§ Set tasks
a. How old is Graham, according to the mud run story?
b. Extract the passage of the mud run story between "Graham had been" and "along the way.", inclusive.
c. Write what comes next in the mud run story, picking up after its final sentence.

§ Text block

____________________

It was unintentional. I thought I would be on the sidelines. After all, it was a kids' race. Actually, a mud run. Precisely, the Dirty Myrtle Mud Run. I had signed Page and Graham up for the kids 1-mile event.
Graham had been asking to do his own mud run since he witnessed me get dirty in the Rugged Maniac back in March. Page came along because Graham wanted to do the thing. But me, I had envisioned myself jogging along side the mud holes and mountains, keeping mostly clean and unscathed. I was only there in case Graham needed help. He’s 4. I figured he might need a shove or two to get over some hurdle along the way.
And I also know he gets stubborn. His sister is more than willing to help him. He’s just not always so willing to accept her help. I guess it seems a little less like help if Mama is the one carrying it out. He’s used to that.
So I dressed for the part even though I assumed it was only on an as-needed, push-Graham-over-the-wall basis. I even put on makeup. I wanted to be prepared to quickly get the kids cleaned up and changed so Keith and I could get some stuff done later. The mud run was the day before our monthly family ministry production at Union United Methodist Church, and we needed to get to the fellowship hall and set up lights, sound, video, chairs and other equipment for the following Sunday morning.
We arrived at the mud run at Waterbridge in Carolina Forest just in time to check in and head over to the starting line to wait our turn to join in the waves of kids running the race. In a short time, we were next to take off. When the first obstacle came into view, I knew we were sunk. Literally.
As I watched Page, already out in front, trudge through chest-deep water, I knew Graham could never pass it alone. It was either go around it with him or go through it with him. He was unsure which route he wanted to take. After a few seconds of him wavering, I decided he would be making it across. Wimping out on the first thing in our path would not be good for his mental state as he continued the race.

____________________

§ Data entries

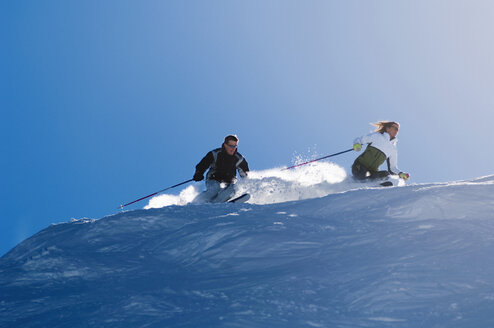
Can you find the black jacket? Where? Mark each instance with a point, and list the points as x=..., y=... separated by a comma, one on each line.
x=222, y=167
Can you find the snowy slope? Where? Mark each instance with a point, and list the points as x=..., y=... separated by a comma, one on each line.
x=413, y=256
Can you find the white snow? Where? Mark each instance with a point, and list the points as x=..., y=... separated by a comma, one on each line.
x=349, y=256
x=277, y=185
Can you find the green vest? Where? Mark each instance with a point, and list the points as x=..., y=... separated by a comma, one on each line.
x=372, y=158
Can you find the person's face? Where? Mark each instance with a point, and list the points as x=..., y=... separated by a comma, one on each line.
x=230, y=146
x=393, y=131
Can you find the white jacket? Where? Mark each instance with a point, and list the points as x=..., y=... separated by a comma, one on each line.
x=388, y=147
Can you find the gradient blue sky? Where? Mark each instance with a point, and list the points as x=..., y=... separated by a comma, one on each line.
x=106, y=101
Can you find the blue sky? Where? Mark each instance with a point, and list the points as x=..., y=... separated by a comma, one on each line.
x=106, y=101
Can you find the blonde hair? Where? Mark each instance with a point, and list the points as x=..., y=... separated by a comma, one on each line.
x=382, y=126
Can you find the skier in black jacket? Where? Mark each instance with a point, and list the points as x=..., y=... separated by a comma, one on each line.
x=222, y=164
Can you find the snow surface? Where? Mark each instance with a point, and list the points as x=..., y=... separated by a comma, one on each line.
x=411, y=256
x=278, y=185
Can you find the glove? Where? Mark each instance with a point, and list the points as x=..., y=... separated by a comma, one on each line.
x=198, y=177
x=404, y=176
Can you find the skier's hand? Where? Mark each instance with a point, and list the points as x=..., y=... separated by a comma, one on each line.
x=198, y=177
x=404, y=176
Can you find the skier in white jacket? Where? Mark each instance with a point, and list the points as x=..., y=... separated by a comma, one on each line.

____________________

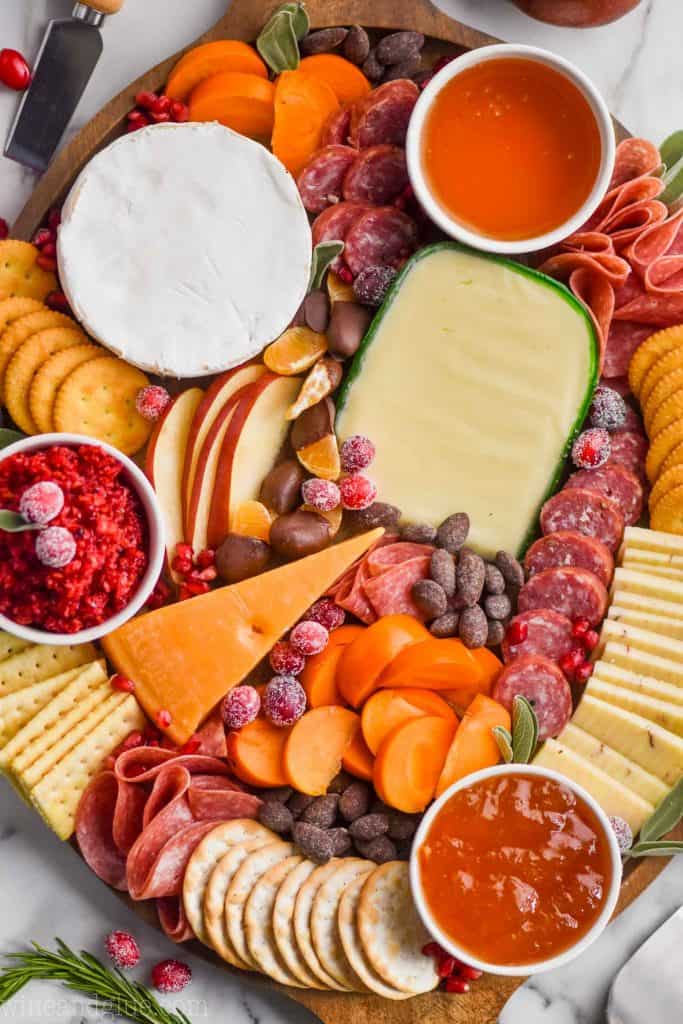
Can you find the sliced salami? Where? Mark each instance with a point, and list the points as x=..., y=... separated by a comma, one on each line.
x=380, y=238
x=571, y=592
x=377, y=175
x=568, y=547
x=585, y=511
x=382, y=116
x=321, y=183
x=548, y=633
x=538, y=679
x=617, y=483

____________________

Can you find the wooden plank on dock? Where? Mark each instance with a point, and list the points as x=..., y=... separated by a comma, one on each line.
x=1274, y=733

____________________

§ Per-task answers
a. Graham is 4.

b.
Graham had been asking to do his own mud run since he witnessed me get dirty in the Rugged Maniac back in March. Page came along because Graham wanted to do the thing. But me, I had envisioned myself jogging along side the mud holes and mountains, keeping mostly clean and unscathed. I was only there in case Graham needed help. He’s 4. I figured he might need a shove or two to get over some hurdle along the way.

c.
I scooped him up and put him on my back. Fail. He’d have me gasping for air in no time with his choking me. After prying his hands off my neck, he settled nicely on my hip. It was then I knew he’d be fine. He’d make it through this. Even if he did need my help, my “all-in” help, he’ll make it through. And he did.
He did more than make it through. Graham climbed some extremely steep dirt mountains and made it look easy. He ran almost the entire way. I’m proud to say all three Andersons tackled and conquered every obstacle. I’m particularly proud that Page refused to skip any of them. Even the ones hard for her. A fourth and final Anderson also tackled the terrain and captured wonderful photographs to preserve the memories. We finished the race.
Reminds me so of 2 Timothy 4:7. It says, “I have fought the good fight, I have finished the race, I have kept the faith.”
But...I didn’t want to get dirty. I didn’t want to get mud in my hair or waste the makeup I had already applied. I didn’t want to fully commit. I didn’t want to be all-in. I only wanted sideline action. Yet sideline actions only bring sideline results. And not only for me. My actions determined those of my son. I needed to be all-in, to not hold back so that he had the opportunity to do the same.
What fight do you need to fight? What race do you need to finish? Where do you need to keep the faith? Maybe it’s not just for you.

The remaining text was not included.